#### DATA SUPPLIED ####

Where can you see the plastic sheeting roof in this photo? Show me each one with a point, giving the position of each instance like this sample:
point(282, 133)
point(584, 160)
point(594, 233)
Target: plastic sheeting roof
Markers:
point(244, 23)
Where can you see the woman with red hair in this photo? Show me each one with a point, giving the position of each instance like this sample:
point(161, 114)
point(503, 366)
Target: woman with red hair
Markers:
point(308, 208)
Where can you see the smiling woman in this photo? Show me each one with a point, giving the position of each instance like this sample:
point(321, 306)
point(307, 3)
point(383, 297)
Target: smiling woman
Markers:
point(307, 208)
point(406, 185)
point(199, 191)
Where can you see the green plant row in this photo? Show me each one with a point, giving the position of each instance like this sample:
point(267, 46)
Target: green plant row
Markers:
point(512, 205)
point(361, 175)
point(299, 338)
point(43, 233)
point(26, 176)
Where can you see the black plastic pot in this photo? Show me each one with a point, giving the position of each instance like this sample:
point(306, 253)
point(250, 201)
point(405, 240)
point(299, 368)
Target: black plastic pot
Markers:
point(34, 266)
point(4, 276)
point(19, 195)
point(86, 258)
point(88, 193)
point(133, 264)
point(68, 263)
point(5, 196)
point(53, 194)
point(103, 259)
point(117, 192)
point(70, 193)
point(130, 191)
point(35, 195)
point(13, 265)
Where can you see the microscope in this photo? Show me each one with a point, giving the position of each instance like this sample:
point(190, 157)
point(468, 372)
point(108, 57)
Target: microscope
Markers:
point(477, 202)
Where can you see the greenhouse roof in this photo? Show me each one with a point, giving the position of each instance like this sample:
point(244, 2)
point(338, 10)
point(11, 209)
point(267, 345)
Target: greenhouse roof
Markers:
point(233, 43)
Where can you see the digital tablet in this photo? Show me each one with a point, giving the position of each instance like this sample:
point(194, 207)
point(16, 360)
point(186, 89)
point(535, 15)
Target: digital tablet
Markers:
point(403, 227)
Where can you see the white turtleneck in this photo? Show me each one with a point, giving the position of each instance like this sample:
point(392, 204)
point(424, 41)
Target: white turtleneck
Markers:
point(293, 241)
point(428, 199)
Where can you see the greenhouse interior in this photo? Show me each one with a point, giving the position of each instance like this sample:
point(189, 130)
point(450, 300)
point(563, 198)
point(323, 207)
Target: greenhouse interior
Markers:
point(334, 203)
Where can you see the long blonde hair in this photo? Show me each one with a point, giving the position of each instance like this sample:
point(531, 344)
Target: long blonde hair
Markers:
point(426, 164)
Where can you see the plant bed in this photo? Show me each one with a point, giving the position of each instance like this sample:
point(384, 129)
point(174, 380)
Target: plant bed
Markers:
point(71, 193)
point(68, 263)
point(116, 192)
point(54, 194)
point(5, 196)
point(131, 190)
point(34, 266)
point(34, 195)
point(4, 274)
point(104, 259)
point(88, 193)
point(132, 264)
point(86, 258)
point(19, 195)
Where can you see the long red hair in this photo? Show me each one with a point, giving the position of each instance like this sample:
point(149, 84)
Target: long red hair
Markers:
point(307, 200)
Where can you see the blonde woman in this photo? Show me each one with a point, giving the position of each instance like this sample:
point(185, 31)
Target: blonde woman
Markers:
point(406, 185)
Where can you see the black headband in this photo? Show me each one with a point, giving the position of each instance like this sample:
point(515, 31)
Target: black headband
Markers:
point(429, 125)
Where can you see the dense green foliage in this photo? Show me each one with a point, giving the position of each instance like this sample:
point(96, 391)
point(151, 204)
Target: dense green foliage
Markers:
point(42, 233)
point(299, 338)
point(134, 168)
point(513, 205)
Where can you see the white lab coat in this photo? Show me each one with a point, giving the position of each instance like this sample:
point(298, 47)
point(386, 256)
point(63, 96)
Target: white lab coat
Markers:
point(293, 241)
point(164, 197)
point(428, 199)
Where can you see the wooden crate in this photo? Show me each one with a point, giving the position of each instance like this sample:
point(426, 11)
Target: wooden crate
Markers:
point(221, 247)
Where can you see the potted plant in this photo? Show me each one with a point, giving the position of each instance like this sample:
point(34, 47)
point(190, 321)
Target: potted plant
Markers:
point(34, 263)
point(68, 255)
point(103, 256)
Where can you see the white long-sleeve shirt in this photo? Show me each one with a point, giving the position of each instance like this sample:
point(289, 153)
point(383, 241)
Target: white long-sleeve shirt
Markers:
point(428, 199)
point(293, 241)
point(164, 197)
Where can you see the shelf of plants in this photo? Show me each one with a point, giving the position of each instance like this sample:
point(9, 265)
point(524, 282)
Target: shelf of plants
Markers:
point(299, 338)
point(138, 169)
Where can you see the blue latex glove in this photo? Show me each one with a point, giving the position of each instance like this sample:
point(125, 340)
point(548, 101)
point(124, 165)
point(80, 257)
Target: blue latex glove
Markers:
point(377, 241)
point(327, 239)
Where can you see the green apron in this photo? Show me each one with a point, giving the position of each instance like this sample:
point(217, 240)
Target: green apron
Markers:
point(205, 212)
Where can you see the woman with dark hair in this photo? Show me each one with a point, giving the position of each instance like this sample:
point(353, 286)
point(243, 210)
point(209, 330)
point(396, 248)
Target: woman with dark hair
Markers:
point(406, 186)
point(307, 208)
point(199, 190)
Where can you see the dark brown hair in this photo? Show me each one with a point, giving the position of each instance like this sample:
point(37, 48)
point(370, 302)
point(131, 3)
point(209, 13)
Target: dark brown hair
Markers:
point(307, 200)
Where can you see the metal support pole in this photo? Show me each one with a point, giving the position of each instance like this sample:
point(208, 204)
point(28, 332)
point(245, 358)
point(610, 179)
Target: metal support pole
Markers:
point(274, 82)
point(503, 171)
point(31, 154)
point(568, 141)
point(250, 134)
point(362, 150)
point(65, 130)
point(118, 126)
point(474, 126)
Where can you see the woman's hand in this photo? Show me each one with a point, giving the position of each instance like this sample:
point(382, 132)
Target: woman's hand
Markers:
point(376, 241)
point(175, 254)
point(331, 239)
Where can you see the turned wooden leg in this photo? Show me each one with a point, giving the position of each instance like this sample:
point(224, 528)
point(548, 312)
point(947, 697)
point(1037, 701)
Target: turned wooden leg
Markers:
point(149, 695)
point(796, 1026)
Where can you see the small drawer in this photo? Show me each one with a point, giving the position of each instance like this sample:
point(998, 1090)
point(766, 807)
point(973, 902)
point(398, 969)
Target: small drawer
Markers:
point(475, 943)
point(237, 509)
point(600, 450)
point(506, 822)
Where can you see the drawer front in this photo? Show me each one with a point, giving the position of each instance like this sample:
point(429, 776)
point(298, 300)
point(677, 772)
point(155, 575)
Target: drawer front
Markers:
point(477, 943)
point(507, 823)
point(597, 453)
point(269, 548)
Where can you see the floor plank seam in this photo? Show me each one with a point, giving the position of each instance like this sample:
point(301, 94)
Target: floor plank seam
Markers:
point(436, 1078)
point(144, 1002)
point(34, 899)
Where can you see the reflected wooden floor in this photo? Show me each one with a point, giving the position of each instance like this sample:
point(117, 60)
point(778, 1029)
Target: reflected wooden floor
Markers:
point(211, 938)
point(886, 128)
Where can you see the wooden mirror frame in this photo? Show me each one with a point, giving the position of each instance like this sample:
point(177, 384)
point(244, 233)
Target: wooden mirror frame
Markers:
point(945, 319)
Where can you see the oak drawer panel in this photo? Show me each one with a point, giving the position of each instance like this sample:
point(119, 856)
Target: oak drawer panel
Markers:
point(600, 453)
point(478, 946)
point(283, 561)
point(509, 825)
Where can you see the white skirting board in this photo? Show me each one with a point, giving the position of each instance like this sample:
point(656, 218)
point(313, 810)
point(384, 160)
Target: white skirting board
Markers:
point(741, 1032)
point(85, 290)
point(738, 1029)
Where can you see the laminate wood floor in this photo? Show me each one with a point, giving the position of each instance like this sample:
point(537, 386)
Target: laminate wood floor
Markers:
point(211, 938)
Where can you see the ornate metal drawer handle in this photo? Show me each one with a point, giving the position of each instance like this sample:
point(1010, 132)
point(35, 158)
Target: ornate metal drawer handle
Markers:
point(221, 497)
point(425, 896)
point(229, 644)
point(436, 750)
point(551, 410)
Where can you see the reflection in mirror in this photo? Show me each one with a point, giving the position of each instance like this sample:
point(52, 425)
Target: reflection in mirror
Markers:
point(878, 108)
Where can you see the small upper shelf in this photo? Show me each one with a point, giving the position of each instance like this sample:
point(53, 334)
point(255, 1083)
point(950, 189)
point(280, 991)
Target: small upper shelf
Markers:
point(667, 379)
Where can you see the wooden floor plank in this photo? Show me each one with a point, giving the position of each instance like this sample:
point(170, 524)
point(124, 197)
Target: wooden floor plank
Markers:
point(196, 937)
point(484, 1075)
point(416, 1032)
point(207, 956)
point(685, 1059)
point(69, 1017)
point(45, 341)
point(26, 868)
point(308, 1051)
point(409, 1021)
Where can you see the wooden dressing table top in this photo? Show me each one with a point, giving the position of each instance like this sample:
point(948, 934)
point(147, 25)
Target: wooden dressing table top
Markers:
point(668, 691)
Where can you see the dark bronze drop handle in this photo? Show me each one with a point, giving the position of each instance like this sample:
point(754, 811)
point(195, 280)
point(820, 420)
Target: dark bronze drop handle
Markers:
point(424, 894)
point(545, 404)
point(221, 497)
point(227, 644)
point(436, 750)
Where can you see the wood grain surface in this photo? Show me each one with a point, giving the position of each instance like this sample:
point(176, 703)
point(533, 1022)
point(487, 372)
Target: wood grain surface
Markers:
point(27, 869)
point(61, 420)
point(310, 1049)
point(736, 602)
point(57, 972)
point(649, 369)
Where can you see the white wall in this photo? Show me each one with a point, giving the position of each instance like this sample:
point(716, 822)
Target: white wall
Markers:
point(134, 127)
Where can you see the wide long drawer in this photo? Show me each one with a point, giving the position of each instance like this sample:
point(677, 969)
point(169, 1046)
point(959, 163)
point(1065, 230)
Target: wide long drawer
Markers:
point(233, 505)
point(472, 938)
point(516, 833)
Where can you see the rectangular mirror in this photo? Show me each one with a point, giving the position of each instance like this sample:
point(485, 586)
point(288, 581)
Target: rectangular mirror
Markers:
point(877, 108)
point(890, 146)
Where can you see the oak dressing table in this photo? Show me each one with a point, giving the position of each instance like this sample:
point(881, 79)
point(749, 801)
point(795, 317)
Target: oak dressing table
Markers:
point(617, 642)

####

## ASSIGNED TASK
Copy only this part of the entries above: the line with "point(321, 306)", the line with "Target: green plant row", and the lines between, all exactly as written.

## RESPONSE AREA
point(321, 306)
point(307, 3)
point(383, 297)
Target: smiling woman
Markers:
point(307, 208)
point(406, 185)
point(199, 191)
Where can you see the green plant row in this photo? Show me each one with a point, giving the position of each instance like this sample:
point(267, 46)
Target: green plant row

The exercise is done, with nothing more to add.